_Problem details_
In the abstract on virus structure and self-assembly, which virus family is used to illustrate the theory?

_Excerpted passage_
Physical principles of virus structure and self-assembly

V. L. Lorman and S.B. Rochal
Département de Physique Théorique, Laboratoire Charles Coulomb, UMR 5221 CNRS-Université Montpellier II

Monday, November 7th 2011, 14:00-14:45

Viruses are biological systems with high level of spatial organization well suited to modern physical methods of study. Viral genome is protected by a solid protein shell (capsid) made of many copies of identical subunits (one or few proteins). Recent physical and biochemical data rise a whole number of questions concerning unconventional positional order of subunits in the shell, thermodynamics and physical mechanisms of the self-assembly, shape and mechanical stability of the shell. In the present work we develop the theory which explains and classifies the capsid structures for viruses with spherical topology and icosahedral symmetry. The theory proposed is based on the statistical physics principles and on the symmetry properties of coat proteins. We develop an explicit method which predicts the positions of centers of mass for the proteins constituting viral capsid, including the capsids of unusual viruses discovered quite recently, and discuss the assembly thermodynamics. We show the relation between the protein density distributions obtained and the infectivity properties for several human viruses. To illustrate the notions of the theory and the results obtained we focus on viruses of the Flavivirus family, their herringbone-like structure, infectivity and pH-driven capsid reconstruction during the maturation process in the cellular pathway. Universal characteristics of polymorph mutant viruses and virus-like particles are introduced. To illustrate the peculiarities of virus structures a comparative study of cellular patterns in tissus with spherical topology (non-proliferative epithelia in oocytes) is also presented.

a) Calculated protein density distribution; b) Reconstruction of the cryo-electron microscopy data for one of the Flaviviruses.

_Records shown_
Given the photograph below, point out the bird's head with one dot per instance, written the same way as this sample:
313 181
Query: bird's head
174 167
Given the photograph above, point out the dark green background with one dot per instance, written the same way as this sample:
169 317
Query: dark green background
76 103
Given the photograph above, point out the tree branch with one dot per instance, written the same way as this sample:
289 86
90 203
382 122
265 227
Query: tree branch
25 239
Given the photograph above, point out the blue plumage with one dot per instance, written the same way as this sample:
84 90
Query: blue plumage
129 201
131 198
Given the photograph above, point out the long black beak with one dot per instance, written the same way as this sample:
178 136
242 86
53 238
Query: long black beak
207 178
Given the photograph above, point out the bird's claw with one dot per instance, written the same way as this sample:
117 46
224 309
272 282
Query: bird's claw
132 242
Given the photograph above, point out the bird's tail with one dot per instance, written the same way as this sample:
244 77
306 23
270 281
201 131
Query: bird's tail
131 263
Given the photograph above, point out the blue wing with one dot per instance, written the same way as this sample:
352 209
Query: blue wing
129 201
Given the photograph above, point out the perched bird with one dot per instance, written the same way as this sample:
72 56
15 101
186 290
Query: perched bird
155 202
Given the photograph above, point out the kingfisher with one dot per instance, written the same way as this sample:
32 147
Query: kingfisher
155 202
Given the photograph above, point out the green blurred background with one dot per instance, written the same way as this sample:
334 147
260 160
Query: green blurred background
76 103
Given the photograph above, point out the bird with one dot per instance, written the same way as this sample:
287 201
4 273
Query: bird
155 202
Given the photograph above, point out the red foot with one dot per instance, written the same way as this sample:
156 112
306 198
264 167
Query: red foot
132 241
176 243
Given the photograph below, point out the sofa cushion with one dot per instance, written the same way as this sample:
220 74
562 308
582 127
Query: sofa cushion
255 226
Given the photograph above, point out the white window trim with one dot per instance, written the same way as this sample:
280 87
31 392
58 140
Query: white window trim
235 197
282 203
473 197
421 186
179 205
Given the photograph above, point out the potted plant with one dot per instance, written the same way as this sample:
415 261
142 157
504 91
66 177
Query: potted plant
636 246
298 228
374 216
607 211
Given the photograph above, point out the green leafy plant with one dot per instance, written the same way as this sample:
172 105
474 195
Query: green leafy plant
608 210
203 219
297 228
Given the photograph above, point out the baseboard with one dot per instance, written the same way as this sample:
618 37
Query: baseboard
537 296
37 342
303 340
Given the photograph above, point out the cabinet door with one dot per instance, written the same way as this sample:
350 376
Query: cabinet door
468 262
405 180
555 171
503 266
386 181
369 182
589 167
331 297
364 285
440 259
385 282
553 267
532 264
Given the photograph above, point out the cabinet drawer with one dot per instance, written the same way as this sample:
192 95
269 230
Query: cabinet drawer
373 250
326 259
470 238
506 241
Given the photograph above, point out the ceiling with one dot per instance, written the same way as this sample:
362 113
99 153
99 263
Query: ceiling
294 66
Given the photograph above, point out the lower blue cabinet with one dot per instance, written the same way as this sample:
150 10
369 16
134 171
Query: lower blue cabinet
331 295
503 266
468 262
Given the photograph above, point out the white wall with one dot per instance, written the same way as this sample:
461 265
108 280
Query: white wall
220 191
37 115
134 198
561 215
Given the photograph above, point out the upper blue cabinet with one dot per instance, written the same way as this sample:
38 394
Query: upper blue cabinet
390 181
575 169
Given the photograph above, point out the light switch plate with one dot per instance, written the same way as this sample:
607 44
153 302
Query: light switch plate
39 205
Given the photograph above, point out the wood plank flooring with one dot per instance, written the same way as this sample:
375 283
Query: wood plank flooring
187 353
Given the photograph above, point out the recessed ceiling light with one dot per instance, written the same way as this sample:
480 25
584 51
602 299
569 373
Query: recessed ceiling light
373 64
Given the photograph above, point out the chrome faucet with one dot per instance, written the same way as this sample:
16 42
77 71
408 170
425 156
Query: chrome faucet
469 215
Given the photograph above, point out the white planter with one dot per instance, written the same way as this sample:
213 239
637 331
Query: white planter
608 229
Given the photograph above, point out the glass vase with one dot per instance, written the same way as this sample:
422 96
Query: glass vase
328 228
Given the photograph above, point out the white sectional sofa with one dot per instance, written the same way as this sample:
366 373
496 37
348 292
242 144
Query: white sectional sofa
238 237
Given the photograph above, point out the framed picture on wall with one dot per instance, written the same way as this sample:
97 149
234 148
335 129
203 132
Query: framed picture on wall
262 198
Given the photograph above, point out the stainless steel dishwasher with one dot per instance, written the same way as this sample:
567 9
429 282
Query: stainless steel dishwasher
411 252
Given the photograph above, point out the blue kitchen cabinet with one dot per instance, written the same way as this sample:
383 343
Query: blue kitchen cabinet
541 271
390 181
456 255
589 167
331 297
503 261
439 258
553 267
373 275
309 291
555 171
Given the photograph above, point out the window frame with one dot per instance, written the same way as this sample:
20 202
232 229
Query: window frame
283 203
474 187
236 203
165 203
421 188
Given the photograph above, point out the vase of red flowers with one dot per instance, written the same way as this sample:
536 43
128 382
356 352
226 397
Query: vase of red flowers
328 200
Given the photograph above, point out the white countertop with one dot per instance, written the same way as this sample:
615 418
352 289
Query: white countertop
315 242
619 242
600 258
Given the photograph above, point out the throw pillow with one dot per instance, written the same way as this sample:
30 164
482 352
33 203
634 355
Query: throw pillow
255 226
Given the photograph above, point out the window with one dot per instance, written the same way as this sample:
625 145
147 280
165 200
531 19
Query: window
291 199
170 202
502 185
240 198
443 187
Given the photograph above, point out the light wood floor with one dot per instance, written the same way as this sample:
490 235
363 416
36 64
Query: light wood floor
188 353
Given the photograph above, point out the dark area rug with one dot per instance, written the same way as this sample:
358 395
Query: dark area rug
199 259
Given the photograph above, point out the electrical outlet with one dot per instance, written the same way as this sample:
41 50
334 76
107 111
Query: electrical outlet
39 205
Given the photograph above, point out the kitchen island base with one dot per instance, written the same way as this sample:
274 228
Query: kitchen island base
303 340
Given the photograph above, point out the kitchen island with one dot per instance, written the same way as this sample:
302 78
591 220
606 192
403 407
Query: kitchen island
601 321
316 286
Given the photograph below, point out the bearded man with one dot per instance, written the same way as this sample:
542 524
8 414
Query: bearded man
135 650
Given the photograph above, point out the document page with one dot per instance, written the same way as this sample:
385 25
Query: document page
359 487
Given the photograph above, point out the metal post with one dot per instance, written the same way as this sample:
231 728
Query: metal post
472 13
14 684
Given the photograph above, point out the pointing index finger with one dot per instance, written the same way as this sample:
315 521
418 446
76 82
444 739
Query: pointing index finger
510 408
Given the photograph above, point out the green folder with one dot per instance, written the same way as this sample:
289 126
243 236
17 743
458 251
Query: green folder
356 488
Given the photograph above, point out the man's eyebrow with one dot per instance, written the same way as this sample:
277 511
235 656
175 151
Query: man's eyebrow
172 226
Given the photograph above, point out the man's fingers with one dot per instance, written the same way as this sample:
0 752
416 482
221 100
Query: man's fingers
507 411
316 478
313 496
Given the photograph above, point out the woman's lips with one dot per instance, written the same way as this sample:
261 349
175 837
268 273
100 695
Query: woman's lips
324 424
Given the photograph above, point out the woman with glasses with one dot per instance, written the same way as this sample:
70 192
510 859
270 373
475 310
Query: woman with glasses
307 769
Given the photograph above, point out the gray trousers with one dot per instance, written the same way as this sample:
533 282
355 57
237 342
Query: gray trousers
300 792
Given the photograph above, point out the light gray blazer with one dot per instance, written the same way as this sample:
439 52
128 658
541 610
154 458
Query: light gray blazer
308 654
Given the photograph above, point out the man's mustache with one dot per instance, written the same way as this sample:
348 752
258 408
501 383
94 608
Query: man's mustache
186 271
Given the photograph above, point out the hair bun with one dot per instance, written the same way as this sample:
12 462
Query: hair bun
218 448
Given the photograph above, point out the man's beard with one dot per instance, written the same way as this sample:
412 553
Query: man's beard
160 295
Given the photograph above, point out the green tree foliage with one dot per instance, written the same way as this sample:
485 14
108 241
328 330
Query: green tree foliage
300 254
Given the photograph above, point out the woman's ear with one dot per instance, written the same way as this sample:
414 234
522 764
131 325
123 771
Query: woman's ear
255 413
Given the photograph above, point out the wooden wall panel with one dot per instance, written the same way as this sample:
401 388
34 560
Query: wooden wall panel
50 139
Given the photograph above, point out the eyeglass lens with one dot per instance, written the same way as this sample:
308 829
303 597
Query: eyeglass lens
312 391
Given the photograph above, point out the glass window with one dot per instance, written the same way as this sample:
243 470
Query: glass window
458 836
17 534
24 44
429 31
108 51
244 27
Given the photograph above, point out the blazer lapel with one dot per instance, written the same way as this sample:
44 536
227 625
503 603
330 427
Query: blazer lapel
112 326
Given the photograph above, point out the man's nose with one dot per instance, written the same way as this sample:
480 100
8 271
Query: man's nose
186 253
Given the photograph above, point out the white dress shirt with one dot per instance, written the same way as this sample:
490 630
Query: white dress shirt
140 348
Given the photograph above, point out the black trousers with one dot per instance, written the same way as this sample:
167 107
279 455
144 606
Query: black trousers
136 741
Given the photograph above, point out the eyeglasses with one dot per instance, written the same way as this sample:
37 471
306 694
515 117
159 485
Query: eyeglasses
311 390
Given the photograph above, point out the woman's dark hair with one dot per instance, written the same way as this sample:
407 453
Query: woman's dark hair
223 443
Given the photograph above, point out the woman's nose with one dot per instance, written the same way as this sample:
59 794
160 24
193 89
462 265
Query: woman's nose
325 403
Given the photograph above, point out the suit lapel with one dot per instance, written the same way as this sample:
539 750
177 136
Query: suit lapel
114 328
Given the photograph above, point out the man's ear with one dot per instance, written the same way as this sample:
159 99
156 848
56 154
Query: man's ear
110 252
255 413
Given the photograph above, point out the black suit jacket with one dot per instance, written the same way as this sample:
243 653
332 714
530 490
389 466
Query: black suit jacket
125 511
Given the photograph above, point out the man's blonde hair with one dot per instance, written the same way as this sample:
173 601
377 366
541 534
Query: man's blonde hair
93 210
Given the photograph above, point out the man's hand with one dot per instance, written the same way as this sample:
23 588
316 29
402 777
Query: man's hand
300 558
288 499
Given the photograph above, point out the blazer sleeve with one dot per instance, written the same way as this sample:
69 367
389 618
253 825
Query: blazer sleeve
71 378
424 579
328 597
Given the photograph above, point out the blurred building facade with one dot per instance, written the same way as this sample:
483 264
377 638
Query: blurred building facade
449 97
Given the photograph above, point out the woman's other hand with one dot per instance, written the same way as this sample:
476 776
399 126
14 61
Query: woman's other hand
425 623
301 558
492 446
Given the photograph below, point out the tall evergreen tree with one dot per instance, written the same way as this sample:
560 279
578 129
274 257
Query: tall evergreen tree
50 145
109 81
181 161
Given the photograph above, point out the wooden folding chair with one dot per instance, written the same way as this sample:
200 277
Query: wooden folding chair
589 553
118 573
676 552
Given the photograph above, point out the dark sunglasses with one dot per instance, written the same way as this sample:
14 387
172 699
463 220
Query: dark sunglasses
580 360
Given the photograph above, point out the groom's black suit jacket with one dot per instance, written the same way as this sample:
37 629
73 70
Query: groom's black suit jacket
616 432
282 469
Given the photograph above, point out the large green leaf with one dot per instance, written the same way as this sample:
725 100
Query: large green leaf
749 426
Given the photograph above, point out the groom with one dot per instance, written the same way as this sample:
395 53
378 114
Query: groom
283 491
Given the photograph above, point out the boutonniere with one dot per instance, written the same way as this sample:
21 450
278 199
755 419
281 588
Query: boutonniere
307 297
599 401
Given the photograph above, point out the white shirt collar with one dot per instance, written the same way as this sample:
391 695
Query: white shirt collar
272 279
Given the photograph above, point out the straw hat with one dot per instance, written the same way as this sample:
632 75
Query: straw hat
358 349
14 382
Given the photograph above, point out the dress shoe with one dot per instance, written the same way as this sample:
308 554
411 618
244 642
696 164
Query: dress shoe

_Expected output_
The Flavivirus family.